§ EXCERPTED PASSAGE:
|---|

Gröbner basis via integer programming

I have studied some papers related to solving integer programs via Gröbner bases. I wonder if the other way is possible or not — i.e., given any ideal, can we find the Gröbner basis by translating this into an integer program and then solving it by the usual branch & bound method?

The professor teaching the course has told me to think about it, but I have no clue. Any suggessions?

• Not a coursework. Winter project. It's half done, answers to this question will help me a lot. – anjan samanta Dec 21 '19 at 14:58

ILP is $$NP$$-complete, while computing a Grobner Basis is $$EXPSPACE$$-complete. As one has the containments $$NP\subseteq PSPACE\subsetneq EXPSPACE$$, one should expect that you can reduce ILP to computing a Grobner basis, but not the other direction.

|---|

§ DATA EXTRACT:
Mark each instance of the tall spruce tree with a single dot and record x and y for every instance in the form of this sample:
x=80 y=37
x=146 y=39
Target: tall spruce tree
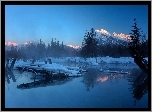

|---|

§ LIST OF TASKS:
1 > Answer these questions about the Gröbner basis thread:
(a) What solution method does the poster propose for the integer program?
(b) According to the comment, what is the work, if not coursework?
(c) For which complexity class is computing a Gröbner basis said to be complete?
2 > Could you return the stretch of the Gröbner basis thread from "Gröbner basis via" through "clue. Any suggessions?", copied word for word?

§ THE REPLIES:
1 >
(a) The usual branch & bound method.
(b) A winter project, half done.
(c) EXPSPACE.

2 >
Gröbner basis via integer programming

I have studied some papers related to solving integer programs via Gröbner bases. I wonder if the other way is possible or not — i.e., given any ideal, can we find the Gröbner basis by translating this into an integer program and then solving it by the usual branch & bound method?

The professor teaching the course has told me to think about it, but I have no clue. Any suggessions?